- **PROBLEM REQUIREMENTS**: Using the data below, return every line that holds the word "before".

- **DATA LISTING**:
◇ ◇ ◇ ◇

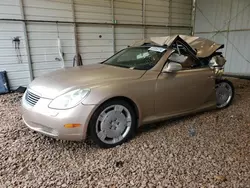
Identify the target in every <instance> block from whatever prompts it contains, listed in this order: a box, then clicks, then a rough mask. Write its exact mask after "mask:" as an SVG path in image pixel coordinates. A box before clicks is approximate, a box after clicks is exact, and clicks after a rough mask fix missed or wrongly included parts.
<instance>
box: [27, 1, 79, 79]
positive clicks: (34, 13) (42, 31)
mask: <svg viewBox="0 0 250 188" xmlns="http://www.w3.org/2000/svg"><path fill="white" fill-rule="evenodd" d="M24 10H25V17H26V19H36V20H51V21H73V17H72V6H71V1H70V0H58V1H47V0H46V1H45V0H24ZM27 31H28V37H29V43H30V49H31V50H30V51H31V60H32V66H33V71H34V77H35V78H36V77H39V76H41V75H43V74H45V73H47V72H50V71H54V70H56V69H59V68H61V67H63V66H65V67H70V66H72V64H73V58H74V55H75V43H74V26H73V25H70V24H55V23H52V24H48V23H28V24H27ZM58 36H59V38H60V40H61V45H62V51H63V53H64V64H63V61H61V60H60V55H59V48H58V40H57V39H58Z"/></svg>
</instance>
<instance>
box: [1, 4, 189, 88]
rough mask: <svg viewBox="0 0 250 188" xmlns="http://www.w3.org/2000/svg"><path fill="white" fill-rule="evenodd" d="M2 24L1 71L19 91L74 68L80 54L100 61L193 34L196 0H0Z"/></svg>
mask: <svg viewBox="0 0 250 188" xmlns="http://www.w3.org/2000/svg"><path fill="white" fill-rule="evenodd" d="M0 20H1V21H0V71H4V70H5V71H7V73H8V78H9V82H10V86H11V88H12V89H15V88H17V87H18V86H26V85H27V84H28V83H29V82H30V81H31V80H32V79H33V78H35V77H38V76H41V75H42V74H44V73H47V72H48V71H53V70H56V69H58V68H61V67H62V66H63V65H64V66H65V67H72V65H73V58H74V56H75V54H76V53H77V52H79V53H80V54H81V56H82V59H83V64H90V63H98V62H100V61H101V60H104V59H105V58H107V57H109V56H111V55H112V54H113V53H114V52H115V51H118V50H120V49H122V48H125V47H127V46H128V45H130V44H132V43H133V42H134V41H135V40H140V39H142V38H145V37H149V36H164V35H169V34H176V33H180V34H190V33H191V29H192V27H191V24H192V0H1V1H0ZM14 37H20V49H19V48H18V49H15V42H13V38H14ZM58 37H59V38H60V41H61V42H60V43H61V52H63V53H64V62H63V60H62V58H61V57H60V55H59V49H60V48H59V47H60V45H58Z"/></svg>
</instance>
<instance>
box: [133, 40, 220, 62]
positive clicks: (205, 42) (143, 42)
mask: <svg viewBox="0 0 250 188" xmlns="http://www.w3.org/2000/svg"><path fill="white" fill-rule="evenodd" d="M176 42H180V43H182V44H184V45H185V46H186V47H188V48H189V49H190V50H191V51H192V52H193V53H194V54H195V55H196V56H197V57H199V58H206V57H209V56H211V55H212V54H213V53H214V52H216V51H217V50H219V49H221V48H224V45H223V44H217V43H215V42H214V41H211V40H208V39H204V38H200V37H195V36H188V35H174V36H165V37H150V38H148V39H144V40H141V41H138V42H135V43H134V44H133V45H132V46H142V45H144V44H152V45H157V46H170V47H171V46H172V45H173V44H175V43H176Z"/></svg>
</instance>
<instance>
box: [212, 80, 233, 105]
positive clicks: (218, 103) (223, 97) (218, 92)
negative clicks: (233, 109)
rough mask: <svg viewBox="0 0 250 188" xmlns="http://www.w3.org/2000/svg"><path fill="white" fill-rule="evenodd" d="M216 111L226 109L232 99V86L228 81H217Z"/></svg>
mask: <svg viewBox="0 0 250 188" xmlns="http://www.w3.org/2000/svg"><path fill="white" fill-rule="evenodd" d="M215 89H216V104H217V108H218V109H222V108H226V107H228V106H229V105H230V104H231V103H232V101H233V98H234V86H233V84H232V82H230V81H229V80H218V81H217V83H216V86H215Z"/></svg>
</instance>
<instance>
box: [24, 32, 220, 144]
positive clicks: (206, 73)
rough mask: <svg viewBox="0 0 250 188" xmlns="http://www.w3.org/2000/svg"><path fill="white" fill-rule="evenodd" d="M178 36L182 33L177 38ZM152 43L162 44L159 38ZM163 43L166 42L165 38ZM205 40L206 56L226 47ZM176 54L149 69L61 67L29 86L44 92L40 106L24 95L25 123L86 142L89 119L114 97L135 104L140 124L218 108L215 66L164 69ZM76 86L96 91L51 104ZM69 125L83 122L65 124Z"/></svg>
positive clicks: (172, 117)
mask: <svg viewBox="0 0 250 188" xmlns="http://www.w3.org/2000/svg"><path fill="white" fill-rule="evenodd" d="M178 37H179V36H178ZM165 39H166V38H165ZM175 39H176V36H175V37H174V39H172V41H173V40H175ZM189 39H190V40H191V38H189ZM198 40H199V41H201V39H200V38H198ZM148 41H149V40H148ZM150 41H151V43H155V44H158V45H159V43H157V41H156V40H155V39H152V40H150ZM158 41H161V42H162V41H165V42H166V40H164V39H163V38H158ZM184 41H186V42H187V41H188V40H184ZM191 41H192V42H193V43H194V41H195V40H191ZM144 42H145V41H144ZM202 42H203V44H204V45H207V49H208V50H207V51H206V50H204V48H202V49H199V50H200V51H199V50H198V54H203V55H202V56H204V53H205V52H206V53H207V54H206V55H208V54H211V53H212V52H213V51H215V50H216V49H218V48H219V47H220V46H219V45H217V44H215V43H213V44H212V43H211V41H207V40H202ZM139 43H140V42H138V43H137V44H135V45H134V46H137V45H139ZM207 43H209V44H207ZM161 45H162V44H161ZM209 45H210V46H209ZM190 46H191V45H190ZM211 46H212V47H211ZM215 46H216V47H215ZM191 47H192V46H191ZM211 48H213V50H211ZM215 48H216V49H215ZM196 50H197V48H196ZM201 51H202V52H201ZM204 51H205V52H204ZM208 51H209V52H208ZM172 52H173V50H172V49H171V48H168V50H167V51H166V53H165V54H164V55H163V56H162V58H161V59H160V61H159V62H158V63H157V64H156V66H154V67H153V68H152V69H150V70H148V71H145V70H131V69H126V68H121V67H115V66H110V65H104V64H96V65H86V66H82V67H75V68H69V69H61V70H58V71H55V72H53V73H49V74H47V75H44V76H42V77H39V78H37V79H35V80H34V81H33V82H32V83H31V84H30V85H29V87H28V91H29V92H32V93H33V94H34V95H35V96H39V100H38V101H37V103H36V104H35V105H34V106H32V105H30V104H29V103H27V99H26V95H27V92H26V93H25V94H24V97H23V99H22V115H23V119H24V122H25V123H26V125H27V126H28V127H29V128H30V129H32V130H35V131H37V132H40V133H43V134H46V135H48V136H51V137H55V138H60V139H67V140H82V139H85V138H86V136H87V129H88V126H89V120H90V118H91V116H92V114H93V113H94V112H95V110H96V109H97V108H98V107H99V106H101V105H102V104H103V103H104V102H105V101H107V100H111V99H114V98H120V99H123V100H126V101H128V102H129V103H130V104H131V105H132V106H133V107H134V109H135V111H136V114H137V118H138V126H141V125H144V124H148V123H152V122H156V121H161V120H165V119H169V118H173V117H178V116H183V115H186V114H191V113H196V112H200V111H204V110H208V109H214V108H216V96H215V73H214V70H212V69H211V68H209V67H207V68H197V69H191V70H180V71H178V72H174V73H166V72H164V71H163V69H164V67H166V66H167V63H166V62H167V60H168V58H169V56H170V54H171V53H172ZM75 88H89V89H90V90H91V92H90V93H89V95H88V96H87V97H86V98H84V99H83V100H82V101H81V103H79V104H78V105H77V106H76V107H74V108H71V109H67V110H56V109H51V108H49V107H48V105H49V103H50V102H51V101H52V100H53V99H55V98H56V97H58V96H60V95H62V94H64V93H66V92H68V91H71V90H73V89H75ZM69 123H78V124H81V126H80V127H77V128H72V129H67V128H65V127H64V125H65V124H69Z"/></svg>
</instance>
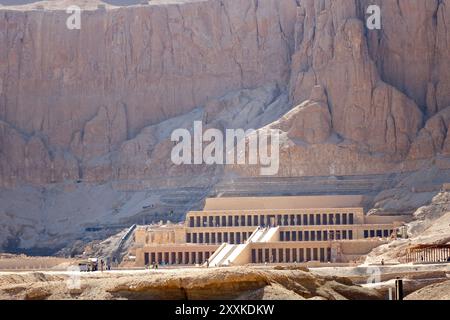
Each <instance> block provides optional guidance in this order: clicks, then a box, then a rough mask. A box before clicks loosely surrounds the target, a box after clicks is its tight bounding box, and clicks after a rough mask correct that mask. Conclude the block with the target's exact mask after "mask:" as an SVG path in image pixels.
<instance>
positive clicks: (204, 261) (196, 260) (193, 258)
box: [144, 251, 214, 266]
mask: <svg viewBox="0 0 450 320" xmlns="http://www.w3.org/2000/svg"><path fill="white" fill-rule="evenodd" d="M213 253H214V252H213V251H191V252H145V253H144V263H145V265H146V266H148V265H152V264H153V263H158V264H160V265H189V264H202V263H204V262H205V261H206V260H207V259H208V258H209V257H210V256H211V255H212V254H213Z"/></svg>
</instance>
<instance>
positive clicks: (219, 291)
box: [0, 267, 450, 300]
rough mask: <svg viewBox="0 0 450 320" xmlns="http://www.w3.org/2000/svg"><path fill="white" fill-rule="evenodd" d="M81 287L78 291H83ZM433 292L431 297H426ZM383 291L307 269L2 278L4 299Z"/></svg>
mask: <svg viewBox="0 0 450 320" xmlns="http://www.w3.org/2000/svg"><path fill="white" fill-rule="evenodd" d="M78 285H79V286H78ZM432 285H433V286H439V288H443V289H442V290H444V291H439V292H438V293H436V291H435V290H432V289H427V287H425V286H422V288H423V287H425V288H423V289H422V290H419V291H418V292H416V293H414V294H412V295H411V297H412V298H415V299H426V298H428V296H430V297H431V296H432V298H444V299H448V297H449V288H450V281H447V282H445V281H444V280H442V281H438V284H432ZM427 290H428V291H427ZM385 298H386V293H385V290H384V289H383V288H376V287H374V288H370V287H367V286H360V285H357V284H355V283H354V282H353V281H352V280H351V279H350V278H346V277H339V276H330V275H318V274H316V273H314V272H310V271H308V270H307V269H306V268H301V267H297V268H283V267H275V268H255V267H235V268H226V269H225V268H224V269H207V270H206V269H200V268H199V269H172V270H145V271H120V272H119V271H117V272H104V273H100V272H98V273H89V274H88V273H84V274H81V275H80V274H79V273H61V272H60V273H56V272H55V273H51V272H45V273H41V272H31V273H3V274H0V299H38V300H43V299H50V300H54V299H80V300H84V299H89V300H90V299H101V300H104V299H105V300H115V299H132V300H138V299H145V300H153V299H170V300H186V299H187V300H205V299H206V300H207V299H239V300H304V299H308V300H311V299H312V300H382V299H385Z"/></svg>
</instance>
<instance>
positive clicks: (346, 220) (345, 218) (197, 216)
mask: <svg viewBox="0 0 450 320" xmlns="http://www.w3.org/2000/svg"><path fill="white" fill-rule="evenodd" d="M353 224H354V214H353V213H348V214H347V213H322V214H320V213H316V214H297V215H295V214H291V215H288V214H285V215H281V214H278V215H225V216H195V217H189V227H191V228H195V227H257V226H308V225H353Z"/></svg>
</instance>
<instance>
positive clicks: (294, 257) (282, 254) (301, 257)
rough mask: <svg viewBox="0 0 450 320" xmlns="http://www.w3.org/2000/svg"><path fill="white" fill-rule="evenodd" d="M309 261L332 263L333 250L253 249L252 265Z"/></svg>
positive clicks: (263, 248) (267, 248)
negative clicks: (252, 264)
mask: <svg viewBox="0 0 450 320" xmlns="http://www.w3.org/2000/svg"><path fill="white" fill-rule="evenodd" d="M308 261H320V262H327V261H331V248H324V247H319V248H263V249H252V263H296V262H299V263H300V262H308Z"/></svg>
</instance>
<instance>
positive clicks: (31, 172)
mask: <svg viewBox="0 0 450 320" xmlns="http://www.w3.org/2000/svg"><path fill="white" fill-rule="evenodd" d="M80 1H82V2H86V1H85V0H79V2H80ZM66 3H68V2H66ZM90 3H92V2H90ZM369 4H379V5H380V6H381V9H382V30H380V31H377V30H373V31H369V30H367V29H366V28H365V26H364V25H365V17H366V15H365V10H366V8H367V6H368V5H369ZM45 5H46V6H47V5H51V6H57V3H56V2H51V3H47V2H46V3H45ZM449 7H450V5H449V0H399V1H383V0H374V1H371V0H364V1H359V0H330V1H325V0H323V1H322V0H301V1H296V0H258V1H253V0H245V1H235V0H222V1H216V0H206V1H189V2H183V1H181V2H176V3H170V4H168V3H163V2H156V3H154V4H152V5H150V6H137V7H124V8H120V9H118V8H110V7H107V9H106V10H94V9H95V8H91V7H90V8H91V9H92V10H91V9H90V11H89V10H87V11H83V12H82V28H81V30H79V31H77V30H67V29H66V27H65V21H66V18H67V14H66V13H65V12H64V11H62V10H57V7H55V8H52V9H51V10H37V11H29V10H28V9H20V10H18V9H14V10H5V9H4V8H2V9H0V186H1V187H7V188H13V187H15V186H17V185H19V186H20V185H23V184H34V185H37V186H38V187H39V188H36V190H35V193H36V194H35V193H34V192H33V195H34V196H36V198H39V200H36V199H35V198H34V196H33V199H31V198H30V199H31V200H30V202H32V205H30V208H29V209H28V207H27V208H26V210H25V209H22V207H21V206H19V205H18V204H20V203H22V200H23V199H22V193H21V192H20V191H21V190H19V189H20V188H19V189H17V190H18V192H17V193H16V196H17V197H12V193H14V190H12V191H11V190H6V191H3V190H1V191H0V197H1V198H0V199H2V200H3V199H4V200H3V203H0V205H1V206H0V207H1V210H0V215H1V216H3V217H6V218H5V219H4V220H2V221H7V222H4V226H2V227H3V228H2V230H4V233H2V239H1V241H0V245H1V244H4V243H6V242H8V241H10V239H14V241H16V240H17V239H21V238H23V235H27V240H26V241H22V244H21V246H26V247H32V246H33V245H34V244H36V243H39V244H42V243H45V241H47V243H49V245H48V246H50V245H52V246H53V245H55V243H56V242H58V244H61V243H62V242H63V241H64V239H72V238H76V236H75V234H76V233H82V232H83V230H84V228H83V227H84V226H85V225H90V224H102V223H121V222H123V223H127V222H129V221H130V220H127V219H130V218H131V216H133V218H134V216H135V215H136V216H138V215H139V214H140V211H142V206H141V202H138V203H137V204H136V203H134V202H136V199H134V198H133V197H134V196H135V195H136V193H134V194H133V193H132V192H142V193H145V194H144V195H142V197H143V198H145V199H147V198H146V197H151V196H153V193H158V192H161V193H168V192H167V189H164V188H169V189H170V188H173V189H170V190H176V191H178V190H179V189H180V188H184V187H195V188H204V189H202V190H201V192H199V193H202V194H203V193H204V194H205V195H206V191H207V190H208V189H207V188H208V187H210V186H211V185H212V184H214V183H215V182H216V181H217V180H220V179H221V177H222V175H223V173H224V171H225V173H231V177H233V175H234V174H235V173H236V170H234V169H235V168H232V169H233V170H230V171H231V172H229V171H227V170H223V167H221V166H218V167H211V166H210V167H206V166H175V165H174V164H173V163H172V162H171V161H170V151H171V147H172V145H173V144H172V142H171V141H170V139H169V138H170V133H171V131H172V130H174V129H175V128H188V129H189V130H192V124H193V121H194V120H203V123H204V128H208V127H210V128H219V129H223V128H245V129H248V128H253V129H260V130H266V129H268V128H272V129H279V130H281V131H282V134H281V136H280V139H281V143H282V144H281V149H280V170H279V172H278V176H280V177H281V178H283V177H289V178H290V177H293V178H295V177H299V176H328V175H330V176H336V175H368V174H389V173H397V172H405V171H415V170H418V169H420V168H422V166H426V165H428V164H429V163H430V162H432V161H435V162H436V163H435V164H433V168H436V170H437V173H436V176H439V175H440V170H441V169H442V168H450V164H449V163H450V162H449V161H448V156H449V153H450V133H449V130H448V124H449V120H450V119H449V116H448V112H449V111H448V107H450V94H449V92H450V90H449V89H450V78H449V77H450V75H449V74H450V73H449V72H448V70H449V69H450V58H449V56H450V54H449V43H450V40H449V38H448V37H449V35H450V31H449V30H448V26H449V25H450V23H449V21H450V17H449V16H450V10H449ZM59 9H61V8H59ZM318 88H320V89H318ZM237 171H238V173H239V174H242V175H243V176H252V177H254V176H259V172H260V171H259V168H255V167H253V166H244V167H242V168H239V170H237ZM444 177H445V176H444ZM78 180H83V182H84V183H81V184H79V185H78V184H76V185H77V186H78V187H79V188H78V187H77V186H75V187H74V186H73V185H72V184H73V183H74V181H78ZM433 181H436V180H433ZM51 182H63V183H62V184H61V185H62V186H61V185H59V184H51V185H48V184H49V183H51ZM439 182H441V180H439ZM65 183H67V185H68V186H69V187H68V189H71V188H73V189H75V190H76V192H73V191H69V192H66V190H65V189H64V188H66V185H64V184H65ZM91 183H92V185H91ZM101 183H105V185H104V187H105V188H108V190H107V191H104V190H103V189H102V188H103V184H101ZM418 183H419V184H420V181H418V182H417V181H416V182H415V184H416V185H417V184H418ZM430 183H431V182H430ZM42 186H44V188H43V189H42V190H44V191H42V190H41V189H40V187H42ZM59 188H62V190H59ZM96 188H98V189H101V190H99V191H98V193H95V196H96V197H98V198H103V201H104V202H101V203H100V204H98V203H96V202H98V201H96V200H97V199H91V197H90V196H91V194H92V193H93V191H92V190H93V189H96ZM109 188H111V190H109ZM56 189H58V192H56V191H55V190H56ZM409 189H411V188H409V186H408V195H409V194H410V193H409ZM45 190H52V191H51V192H48V191H45ZM127 192H130V194H132V195H130V194H128V193H127ZM146 192H148V194H147V193H146ZM189 192H191V191H189ZM395 192H397V190H391V191H390V193H389V197H391V196H392V194H395ZM41 193H42V198H41V197H40V196H38V195H40V194H41ZM23 194H25V195H26V194H27V193H23ZM119 195H120V196H119ZM159 196H160V198H159ZM413 196H416V194H415V193H414V195H413ZM426 196H427V197H429V194H427V195H426ZM59 197H60V198H59ZM85 197H86V198H89V199H90V200H89V201H87V200H84V203H80V204H78V203H77V206H76V207H74V206H73V205H72V204H71V203H72V202H79V200H77V199H85ZM177 197H179V195H176V196H175V199H176V200H175V201H173V202H175V203H176V202H177V201H178V200H177V199H178V198H177ZM116 198H117V199H118V201H117V202H114V201H112V199H113V200H114V199H116ZM156 198H158V199H157V200H155V201H153V200H154V199H153V198H152V201H149V203H150V204H157V205H160V206H161V207H159V208H158V210H160V211H161V212H163V211H170V210H171V209H172V207H171V206H172V202H171V203H170V206H168V205H167V203H169V202H170V201H168V200H167V197H164V195H160V194H158V197H156ZM194 198H195V197H194ZM58 199H60V200H58ZM61 199H62V200H61ZM145 199H144V200H145ZM195 199H197V198H195ZM6 200H8V201H6ZM9 200H11V201H9ZM144 200H142V201H144ZM169 200H170V199H169ZM41 201H42V203H41ZM58 201H61V202H58ZM158 201H159V202H158ZM112 202H114V204H111V203H112ZM180 202H181V201H180ZM55 203H56V204H58V205H59V207H57V206H56V204H55ZM149 203H147V202H145V204H144V206H148V205H149ZM69 204H70V205H69ZM96 204H98V207H97V206H95V205H96ZM133 205H134V206H133ZM191 207H192V204H191V203H188V205H186V207H185V208H191ZM61 208H65V209H64V212H61ZM130 208H132V209H133V210H131V209H130ZM135 209H136V210H135ZM31 211H33V212H32V213H30V212H31ZM80 212H82V213H83V217H82V219H78V220H76V219H75V220H74V217H75V216H76V217H79V216H80ZM117 212H119V214H118V215H116V214H117ZM30 215H31V216H33V220H32V223H30V222H27V224H26V230H25V231H24V228H21V226H22V225H24V223H23V221H22V220H26V219H27V217H28V216H30ZM59 215H62V216H63V217H62V218H61V219H59V220H58V221H57V222H54V221H56V218H55V217H58V216H59ZM15 217H18V218H17V219H16V218H15ZM49 221H52V222H53V223H52V224H51V226H48V224H49V223H48V222H49ZM133 221H134V220H133ZM30 228H31V229H33V228H34V229H37V230H38V232H31V231H29V230H31V229H30ZM62 231H67V234H64V232H62ZM55 235H58V237H55ZM63 238H64V239H63ZM52 239H56V240H54V241H53V240H52ZM42 240H45V241H42ZM14 241H13V242H14Z"/></svg>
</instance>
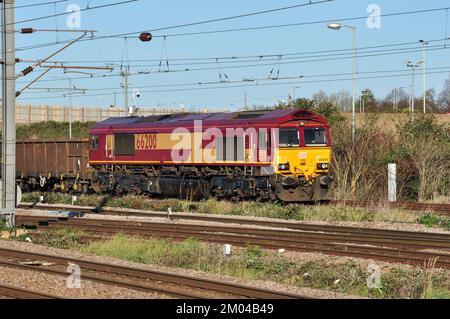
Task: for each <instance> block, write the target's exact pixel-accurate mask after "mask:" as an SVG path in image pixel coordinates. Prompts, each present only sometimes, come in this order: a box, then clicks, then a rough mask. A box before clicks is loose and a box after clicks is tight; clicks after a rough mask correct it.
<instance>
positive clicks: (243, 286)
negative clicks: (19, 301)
mask: <svg viewBox="0 0 450 319" xmlns="http://www.w3.org/2000/svg"><path fill="white" fill-rule="evenodd" d="M30 260H31V261H34V263H35V264H36V261H39V262H45V263H42V264H41V265H40V266H30V265H28V264H26V263H23V261H30ZM68 264H75V265H78V266H79V267H80V268H81V278H82V279H85V280H91V281H95V282H100V283H103V284H108V285H114V286H119V287H124V288H128V289H133V290H138V291H144V292H152V293H158V294H162V295H167V296H170V297H175V298H196V299H197V298H198V299H204V298H221V299H222V298H227V299H229V298H261V299H309V297H306V296H301V295H297V294H293V293H288V292H281V291H275V290H269V289H262V288H257V287H253V286H247V285H241V284H236V283H229V282H224V281H216V280H211V279H204V278H199V277H191V276H186V275H180V274H175V273H168V272H161V271H152V270H148V269H140V268H132V267H126V266H120V265H113V264H105V263H99V262H93V261H88V260H84V259H77V258H69V257H61V256H56V255H47V254H40V253H33V252H28V251H20V250H13V249H4V248H0V266H3V267H11V268H18V269H22V270H31V271H38V272H43V273H47V274H53V275H60V276H67V275H68V273H67V272H66V267H67V265H68ZM0 294H2V293H1V291H0Z"/></svg>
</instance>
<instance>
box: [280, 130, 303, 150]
mask: <svg viewBox="0 0 450 319" xmlns="http://www.w3.org/2000/svg"><path fill="white" fill-rule="evenodd" d="M299 146H300V133H299V131H298V129H296V128H282V129H280V147H299Z"/></svg>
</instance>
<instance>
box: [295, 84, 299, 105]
mask: <svg viewBox="0 0 450 319" xmlns="http://www.w3.org/2000/svg"><path fill="white" fill-rule="evenodd" d="M299 88H300V87H299V86H294V103H295V99H296V95H295V90H297V89H299Z"/></svg>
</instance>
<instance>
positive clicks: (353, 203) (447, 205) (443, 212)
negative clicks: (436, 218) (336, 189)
mask: <svg viewBox="0 0 450 319" xmlns="http://www.w3.org/2000/svg"><path fill="white" fill-rule="evenodd" d="M331 204H339V205H345V206H350V207H362V208H374V207H375V208H376V207H379V206H380V205H377V204H376V203H372V202H358V201H348V200H344V201H332V202H331ZM382 207H386V208H395V209H403V210H410V211H415V212H433V213H436V214H439V215H447V216H450V204H429V203H416V202H393V203H384V204H383V206H382Z"/></svg>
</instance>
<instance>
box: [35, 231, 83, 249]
mask: <svg viewBox="0 0 450 319" xmlns="http://www.w3.org/2000/svg"><path fill="white" fill-rule="evenodd" d="M83 235H84V233H83V232H82V231H78V230H73V229H70V228H54V229H50V230H46V231H44V232H40V233H39V236H37V237H36V239H35V240H34V242H35V243H36V244H42V245H46V246H50V247H55V248H61V249H71V248H76V247H80V246H81V244H82V243H81V237H82V236H83Z"/></svg>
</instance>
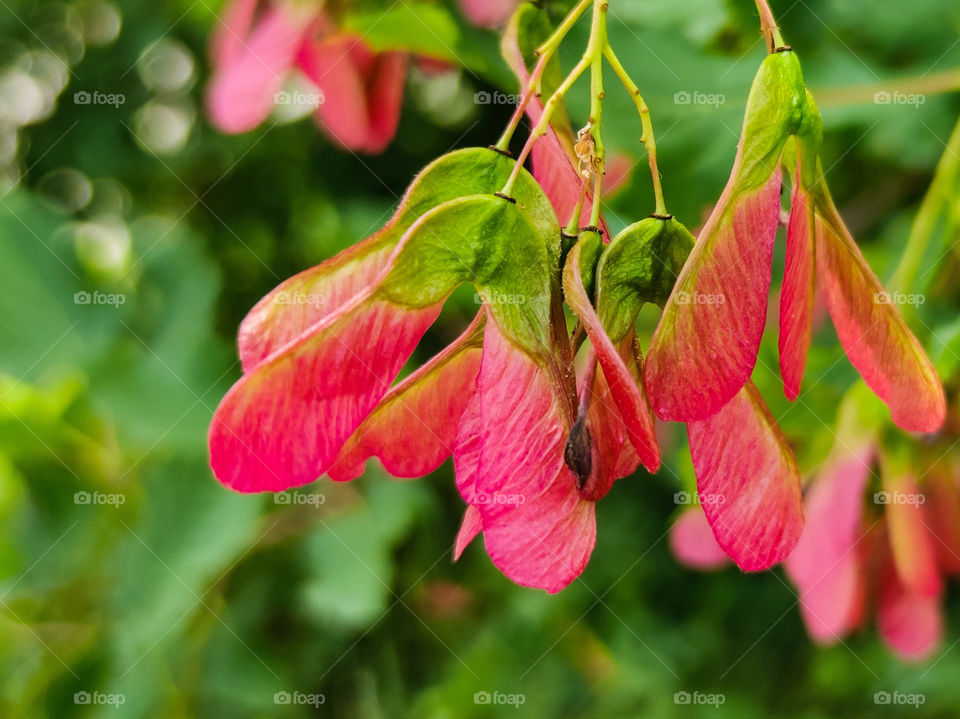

◇ ◇ ◇ ◇

- **ANSWER**:
Identify the target in every <instance> block from whatever prompts it contains, listed in this order: a box, then clicks, then a rough mask. Write its exact mask after "mask:" as an SVG path in image pixel coordinates. A box before clicks is approximate, a box after clicks is exact, and clicks after a rough mask fix missed or wrongly included parts.
Each <instance> block provides optional guidance in this order: clicks, then a box, then a rough mask. A box before clicks loosely surrounds the target, a box after clicks is its tight bounding box, and clicks after a rough mask correct that mask. Conclude the block with the target's exact mask after "mask:" as an SVG path in image pixels.
Task: for each <instance> block, write the target's exact pixel-accurate mask after "mask:" as an SVG path in image pixel coordinates. Prompts, each present only sometimes, come in this order: a box, then clicks, then a rough mask. A box before clicks is loose and a box after clicks is tight; clicks after a rough mask correct it.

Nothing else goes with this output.